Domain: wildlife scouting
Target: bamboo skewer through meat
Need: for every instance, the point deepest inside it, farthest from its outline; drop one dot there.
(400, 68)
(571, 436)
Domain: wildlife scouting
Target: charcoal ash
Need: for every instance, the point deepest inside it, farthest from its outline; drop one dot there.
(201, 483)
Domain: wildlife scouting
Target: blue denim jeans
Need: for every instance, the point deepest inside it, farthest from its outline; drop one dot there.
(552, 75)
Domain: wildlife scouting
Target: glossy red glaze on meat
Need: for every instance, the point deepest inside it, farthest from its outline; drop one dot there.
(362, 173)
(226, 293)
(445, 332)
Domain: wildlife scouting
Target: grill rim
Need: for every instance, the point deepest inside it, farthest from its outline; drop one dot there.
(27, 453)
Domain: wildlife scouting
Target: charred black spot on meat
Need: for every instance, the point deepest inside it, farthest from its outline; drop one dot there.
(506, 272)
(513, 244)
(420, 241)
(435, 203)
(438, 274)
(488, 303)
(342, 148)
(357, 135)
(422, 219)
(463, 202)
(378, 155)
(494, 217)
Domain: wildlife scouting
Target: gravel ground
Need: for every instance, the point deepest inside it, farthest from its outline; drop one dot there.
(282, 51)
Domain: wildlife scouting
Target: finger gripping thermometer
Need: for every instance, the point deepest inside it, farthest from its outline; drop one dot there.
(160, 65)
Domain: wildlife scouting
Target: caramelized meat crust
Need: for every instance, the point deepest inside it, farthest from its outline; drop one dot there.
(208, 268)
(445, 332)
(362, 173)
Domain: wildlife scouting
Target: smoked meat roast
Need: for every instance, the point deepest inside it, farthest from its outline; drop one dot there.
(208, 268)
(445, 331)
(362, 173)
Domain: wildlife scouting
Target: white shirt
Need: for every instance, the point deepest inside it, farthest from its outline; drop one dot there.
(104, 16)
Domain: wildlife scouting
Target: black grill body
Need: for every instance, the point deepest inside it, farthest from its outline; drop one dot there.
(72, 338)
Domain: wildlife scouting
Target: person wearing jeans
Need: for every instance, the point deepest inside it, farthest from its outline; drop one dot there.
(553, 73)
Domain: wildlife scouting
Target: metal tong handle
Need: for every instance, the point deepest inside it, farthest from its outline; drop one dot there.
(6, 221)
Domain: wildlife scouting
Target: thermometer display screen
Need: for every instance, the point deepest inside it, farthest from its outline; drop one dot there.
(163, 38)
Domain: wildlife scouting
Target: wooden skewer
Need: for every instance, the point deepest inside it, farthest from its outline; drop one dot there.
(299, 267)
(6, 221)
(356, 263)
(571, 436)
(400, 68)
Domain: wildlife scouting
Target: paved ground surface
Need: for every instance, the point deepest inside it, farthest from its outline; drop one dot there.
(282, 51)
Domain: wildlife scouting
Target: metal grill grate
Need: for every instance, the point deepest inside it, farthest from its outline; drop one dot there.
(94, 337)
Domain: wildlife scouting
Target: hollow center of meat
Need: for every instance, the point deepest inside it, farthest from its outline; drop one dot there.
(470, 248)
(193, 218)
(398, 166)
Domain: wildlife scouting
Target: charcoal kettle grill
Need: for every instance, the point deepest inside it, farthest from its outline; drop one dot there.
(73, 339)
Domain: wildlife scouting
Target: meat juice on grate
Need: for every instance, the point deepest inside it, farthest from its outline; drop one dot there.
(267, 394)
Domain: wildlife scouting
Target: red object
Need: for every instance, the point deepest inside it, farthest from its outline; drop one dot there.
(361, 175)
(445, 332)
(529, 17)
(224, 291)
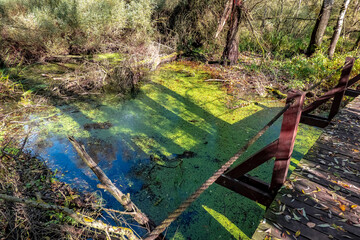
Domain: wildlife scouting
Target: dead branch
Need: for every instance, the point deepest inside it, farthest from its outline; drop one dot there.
(123, 199)
(224, 17)
(78, 217)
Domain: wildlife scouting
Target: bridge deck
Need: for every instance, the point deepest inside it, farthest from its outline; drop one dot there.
(321, 199)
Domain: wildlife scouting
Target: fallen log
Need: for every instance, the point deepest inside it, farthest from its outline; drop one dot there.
(106, 184)
(78, 217)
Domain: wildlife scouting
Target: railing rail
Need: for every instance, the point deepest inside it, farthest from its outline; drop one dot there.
(338, 92)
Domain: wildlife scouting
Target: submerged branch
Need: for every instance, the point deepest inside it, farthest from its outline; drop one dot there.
(78, 217)
(106, 183)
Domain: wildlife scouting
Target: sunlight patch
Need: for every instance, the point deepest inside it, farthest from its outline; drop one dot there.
(226, 223)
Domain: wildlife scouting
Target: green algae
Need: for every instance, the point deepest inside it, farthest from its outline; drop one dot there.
(179, 111)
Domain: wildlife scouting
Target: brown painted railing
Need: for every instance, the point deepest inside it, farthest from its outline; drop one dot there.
(338, 92)
(281, 149)
(237, 179)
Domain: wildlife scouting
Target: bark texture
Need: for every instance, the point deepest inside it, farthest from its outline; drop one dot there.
(107, 184)
(320, 26)
(231, 51)
(338, 28)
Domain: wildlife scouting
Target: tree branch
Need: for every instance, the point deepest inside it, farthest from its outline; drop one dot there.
(78, 217)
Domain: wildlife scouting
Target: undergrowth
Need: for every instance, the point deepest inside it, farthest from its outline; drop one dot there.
(24, 176)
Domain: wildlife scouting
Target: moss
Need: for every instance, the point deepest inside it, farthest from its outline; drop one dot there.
(176, 111)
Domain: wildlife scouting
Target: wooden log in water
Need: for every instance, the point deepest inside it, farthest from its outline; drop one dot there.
(120, 232)
(123, 199)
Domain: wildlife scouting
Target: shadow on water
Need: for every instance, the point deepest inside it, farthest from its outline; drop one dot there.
(163, 124)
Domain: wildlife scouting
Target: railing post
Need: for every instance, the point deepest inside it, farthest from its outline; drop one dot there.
(287, 137)
(343, 82)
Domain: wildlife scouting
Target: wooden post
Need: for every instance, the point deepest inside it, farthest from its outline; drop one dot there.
(345, 74)
(287, 137)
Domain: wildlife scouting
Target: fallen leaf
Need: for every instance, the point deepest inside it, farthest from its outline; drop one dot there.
(287, 218)
(323, 225)
(311, 224)
(342, 207)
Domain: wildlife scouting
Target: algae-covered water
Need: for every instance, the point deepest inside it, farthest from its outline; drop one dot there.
(162, 145)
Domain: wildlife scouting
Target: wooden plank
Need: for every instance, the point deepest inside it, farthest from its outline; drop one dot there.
(314, 121)
(254, 161)
(287, 137)
(327, 197)
(267, 230)
(352, 93)
(245, 189)
(325, 184)
(302, 220)
(324, 215)
(353, 80)
(295, 226)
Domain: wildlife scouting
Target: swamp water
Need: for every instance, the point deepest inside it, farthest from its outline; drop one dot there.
(162, 145)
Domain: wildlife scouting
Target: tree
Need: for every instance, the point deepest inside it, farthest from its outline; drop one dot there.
(231, 50)
(357, 43)
(320, 26)
(338, 28)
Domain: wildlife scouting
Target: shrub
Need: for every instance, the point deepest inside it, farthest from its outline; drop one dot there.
(31, 30)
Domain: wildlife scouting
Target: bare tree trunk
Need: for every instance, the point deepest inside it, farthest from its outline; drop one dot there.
(338, 28)
(231, 51)
(320, 26)
(357, 43)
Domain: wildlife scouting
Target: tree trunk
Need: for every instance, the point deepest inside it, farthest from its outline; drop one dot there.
(231, 51)
(338, 28)
(356, 43)
(320, 26)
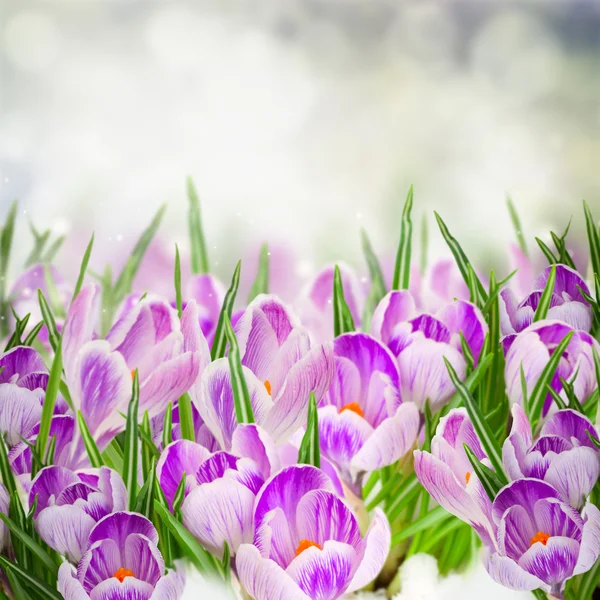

» SET PROBLEM:
Please pick out every line in the material above that contains the string "grate" and copy each of those lines.

» PROBLEM SOLUTION:
Target: metal grill grate
Target: meat juice on grate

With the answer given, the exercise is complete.